For "a human being, the question 'to be or not to be,' is the question 'to think or not to think.'" Ayn Rand

09 March 2008

Politics -- The Big Picture

Basically, politics concerns itself primarily about when to use the government monopoly on the use of force to make people take one action or another or to refrain from taking one action or another. George Washington put the matter clearly: "Government is not reason; it is not eloquent; it is force. Like fire, it is a dangerous servant and a fearful master."

So, why do we even need such a dangerous servant as is government? Our Declaration of Independence says, "We hold these truths to be self-evident, that all Men are created equal, that they are endowed by their Creator with certain unalienable Rights, that among these are Life, Liberty, and the Pursuit of Happiness -- That to secure these Rights, Governments are instituted among Men, deriving their just Powers from the Consent of the Governed, that whenever any Form of Government becomes destructive of these Ends, it is the Right of the People to alter or abolish it, and to institute new Government, laying its Foundation on such Principles, and organizing its Powers in such Form, as to them shall seem most likely to effect their Safety and Happiness." Essentially, the Declaration of Independence says that government deserves only to exist for the purpose of securing (both protecting and fostering) the right of the individual to his life, his liberty, and to pursue what he deems to be those goals which will give him happiness. When government errs from these Principles, it is to be altered or abolished. This is very strong and clear language.

# Instructions:
1. Using the passage on politics, explain why governments are instituted among men.
2. Carry on writing the passage on politics from the point where it ends.

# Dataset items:
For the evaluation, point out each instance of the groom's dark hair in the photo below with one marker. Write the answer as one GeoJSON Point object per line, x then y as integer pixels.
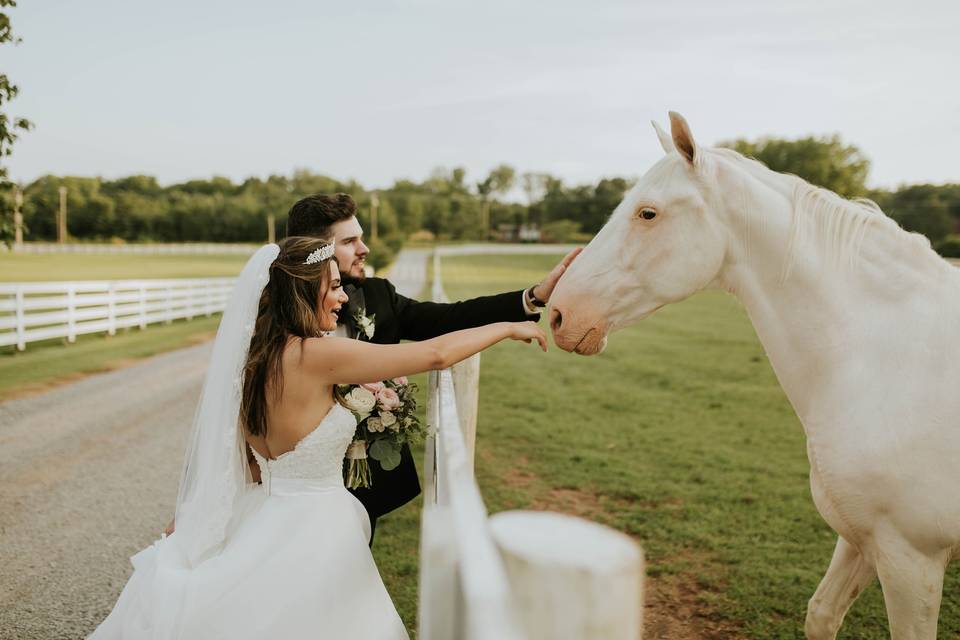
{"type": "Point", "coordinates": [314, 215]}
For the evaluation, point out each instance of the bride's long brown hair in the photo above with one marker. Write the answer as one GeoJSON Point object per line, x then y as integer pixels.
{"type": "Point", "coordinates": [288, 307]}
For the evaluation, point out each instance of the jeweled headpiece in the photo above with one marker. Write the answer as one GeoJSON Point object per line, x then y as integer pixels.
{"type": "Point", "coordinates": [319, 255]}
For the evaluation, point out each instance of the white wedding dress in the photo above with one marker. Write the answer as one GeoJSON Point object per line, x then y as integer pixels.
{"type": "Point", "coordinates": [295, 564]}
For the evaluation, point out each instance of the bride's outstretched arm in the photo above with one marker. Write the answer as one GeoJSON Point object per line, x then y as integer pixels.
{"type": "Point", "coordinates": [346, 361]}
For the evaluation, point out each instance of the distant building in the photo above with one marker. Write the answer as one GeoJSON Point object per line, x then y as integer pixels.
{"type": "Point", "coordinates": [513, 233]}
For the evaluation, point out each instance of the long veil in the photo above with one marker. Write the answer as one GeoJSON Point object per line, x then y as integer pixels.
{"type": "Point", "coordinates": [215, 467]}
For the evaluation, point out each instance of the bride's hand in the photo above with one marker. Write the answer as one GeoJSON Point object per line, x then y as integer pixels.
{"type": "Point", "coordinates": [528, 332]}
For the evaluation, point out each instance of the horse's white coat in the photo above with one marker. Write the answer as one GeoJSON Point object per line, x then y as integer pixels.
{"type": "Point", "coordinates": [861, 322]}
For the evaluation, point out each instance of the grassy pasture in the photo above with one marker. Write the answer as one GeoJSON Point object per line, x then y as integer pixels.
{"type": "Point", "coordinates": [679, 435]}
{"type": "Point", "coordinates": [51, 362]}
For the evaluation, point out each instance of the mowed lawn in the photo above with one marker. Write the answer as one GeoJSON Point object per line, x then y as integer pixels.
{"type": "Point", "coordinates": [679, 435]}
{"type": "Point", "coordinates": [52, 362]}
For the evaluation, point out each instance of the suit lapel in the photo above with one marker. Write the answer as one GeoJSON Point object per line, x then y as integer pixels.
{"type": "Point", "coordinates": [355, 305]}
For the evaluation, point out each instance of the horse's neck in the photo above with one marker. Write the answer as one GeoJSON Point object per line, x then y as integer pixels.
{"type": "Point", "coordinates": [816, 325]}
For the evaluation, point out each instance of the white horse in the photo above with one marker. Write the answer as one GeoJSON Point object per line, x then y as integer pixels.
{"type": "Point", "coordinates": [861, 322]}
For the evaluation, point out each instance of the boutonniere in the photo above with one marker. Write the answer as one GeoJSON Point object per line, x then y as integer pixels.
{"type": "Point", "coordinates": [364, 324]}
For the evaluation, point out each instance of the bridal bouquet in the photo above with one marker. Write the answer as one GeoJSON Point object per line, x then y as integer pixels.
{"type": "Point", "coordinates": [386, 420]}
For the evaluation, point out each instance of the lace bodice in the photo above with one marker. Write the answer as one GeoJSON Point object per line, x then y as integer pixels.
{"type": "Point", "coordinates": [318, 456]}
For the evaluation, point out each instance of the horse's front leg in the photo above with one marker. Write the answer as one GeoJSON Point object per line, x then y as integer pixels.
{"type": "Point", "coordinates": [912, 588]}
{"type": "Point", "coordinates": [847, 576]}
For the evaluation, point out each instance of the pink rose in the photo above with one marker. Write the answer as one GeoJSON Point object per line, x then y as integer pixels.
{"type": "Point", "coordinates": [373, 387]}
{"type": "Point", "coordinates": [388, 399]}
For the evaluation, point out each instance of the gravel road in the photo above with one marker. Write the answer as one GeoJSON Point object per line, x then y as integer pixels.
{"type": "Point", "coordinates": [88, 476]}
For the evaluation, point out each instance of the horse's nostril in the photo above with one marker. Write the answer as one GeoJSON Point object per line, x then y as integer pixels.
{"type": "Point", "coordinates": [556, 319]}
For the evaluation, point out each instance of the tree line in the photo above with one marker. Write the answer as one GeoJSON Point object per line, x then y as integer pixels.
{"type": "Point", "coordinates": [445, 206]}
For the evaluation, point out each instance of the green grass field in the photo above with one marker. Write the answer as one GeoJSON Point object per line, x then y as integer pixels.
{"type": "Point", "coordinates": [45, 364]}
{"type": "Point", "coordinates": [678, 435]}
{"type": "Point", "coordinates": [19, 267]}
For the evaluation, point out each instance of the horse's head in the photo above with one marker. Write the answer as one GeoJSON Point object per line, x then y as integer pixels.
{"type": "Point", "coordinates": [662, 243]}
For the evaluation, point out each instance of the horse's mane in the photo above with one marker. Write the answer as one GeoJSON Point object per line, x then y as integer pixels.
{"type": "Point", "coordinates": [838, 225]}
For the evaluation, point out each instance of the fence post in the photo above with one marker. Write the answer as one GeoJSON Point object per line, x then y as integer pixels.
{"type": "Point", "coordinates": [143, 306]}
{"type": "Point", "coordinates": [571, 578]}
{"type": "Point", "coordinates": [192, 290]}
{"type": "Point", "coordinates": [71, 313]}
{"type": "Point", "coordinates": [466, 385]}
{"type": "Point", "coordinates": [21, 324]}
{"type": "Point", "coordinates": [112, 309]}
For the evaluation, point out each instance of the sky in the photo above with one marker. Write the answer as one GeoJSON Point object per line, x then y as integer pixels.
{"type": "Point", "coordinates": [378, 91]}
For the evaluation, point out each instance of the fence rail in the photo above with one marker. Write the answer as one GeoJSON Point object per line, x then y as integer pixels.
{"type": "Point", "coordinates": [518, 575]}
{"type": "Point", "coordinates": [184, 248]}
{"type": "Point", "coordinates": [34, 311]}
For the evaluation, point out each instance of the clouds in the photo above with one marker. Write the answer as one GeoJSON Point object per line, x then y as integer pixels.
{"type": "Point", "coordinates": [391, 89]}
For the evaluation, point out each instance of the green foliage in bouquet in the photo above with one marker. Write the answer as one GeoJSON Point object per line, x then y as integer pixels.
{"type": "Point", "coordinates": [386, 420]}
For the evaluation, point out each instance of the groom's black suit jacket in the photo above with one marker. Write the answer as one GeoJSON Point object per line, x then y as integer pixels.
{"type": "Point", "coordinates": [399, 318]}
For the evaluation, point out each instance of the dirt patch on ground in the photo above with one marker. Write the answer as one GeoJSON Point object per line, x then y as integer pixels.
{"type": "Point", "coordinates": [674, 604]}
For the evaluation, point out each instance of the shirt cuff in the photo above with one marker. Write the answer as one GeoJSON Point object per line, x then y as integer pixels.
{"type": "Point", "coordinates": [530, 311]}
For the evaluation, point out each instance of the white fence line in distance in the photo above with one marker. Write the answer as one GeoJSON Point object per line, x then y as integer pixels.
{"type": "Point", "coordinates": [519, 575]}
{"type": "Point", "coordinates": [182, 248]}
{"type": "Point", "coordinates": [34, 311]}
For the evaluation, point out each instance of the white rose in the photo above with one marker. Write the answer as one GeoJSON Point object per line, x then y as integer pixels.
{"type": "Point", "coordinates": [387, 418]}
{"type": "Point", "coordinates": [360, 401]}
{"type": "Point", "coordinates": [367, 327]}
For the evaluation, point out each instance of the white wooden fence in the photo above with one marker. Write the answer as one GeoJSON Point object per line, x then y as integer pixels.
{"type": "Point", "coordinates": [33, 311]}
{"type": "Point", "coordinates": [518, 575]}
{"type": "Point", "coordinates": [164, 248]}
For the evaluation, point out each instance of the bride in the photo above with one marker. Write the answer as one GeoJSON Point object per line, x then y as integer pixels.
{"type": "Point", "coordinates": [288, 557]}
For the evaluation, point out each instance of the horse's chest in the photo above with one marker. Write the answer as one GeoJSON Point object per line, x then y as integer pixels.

# Answers to the exercise:
1. Quoting the Declaration of Independence, the passage says governments are instituted to secure people's unalienable rights, among them Life, Liberty, and the Pursuit of Happiness. It takes this to mean that government deserves to exist only to protect and foster the individual's right to his life, his liberty, and the pursuit of the goals he believes will bring him happiness.

2.
The government designed to accomplish the principle of securing the rights of the individual to life, liberty, and the pursuit of happiness was described in The Constitution of The United States of America. That document describes a government of strictly limited powers so that it could not evolve as most governments do to add more and more powers until it looms threateningly over the interests of the people and fails to protect their lives, their liberty, and their pursuit of happiness. The Framers of the Constitution largely objected to adding a Bill of Rights, because they feared they could not list all of the particular rights of the people and any omission might be viewed as giving the government the power to abridge the right of the people which was omitted. They argued that there was no need to assert that the individual had freedom of speech, because it was clear that the government had not been explicitly given the power to limit the freedom of speech. Therefore, it could not do so. These objectors to a Bill of Rights proved right in this argument, but they also proved wrong in thinking that the people would continue to understand why it was a critically important principle that the government powers be very rigorously held to those explicitly listed in The Constitution. Amendment IX of the Bill of Rights was included for the purpose of upholding the principle that "The enumeration in the Constitution of certain rights shall not be construed to deny or disparage others retained by the people." This is never cited in defense of our liberties, however.

So, we started with a government of strictly limited powers which was formed to secure the life, liberty, and the pursuit of happiness of the individual. This was a government to be confined in its actions and its use of force to this principle. This was a government of strict principle and to be judged, as a man is, on how well it lived up to its principles. All men were to judge it on this basis. All men were empowered to alter it or abolish it if it failed to live up to this principle.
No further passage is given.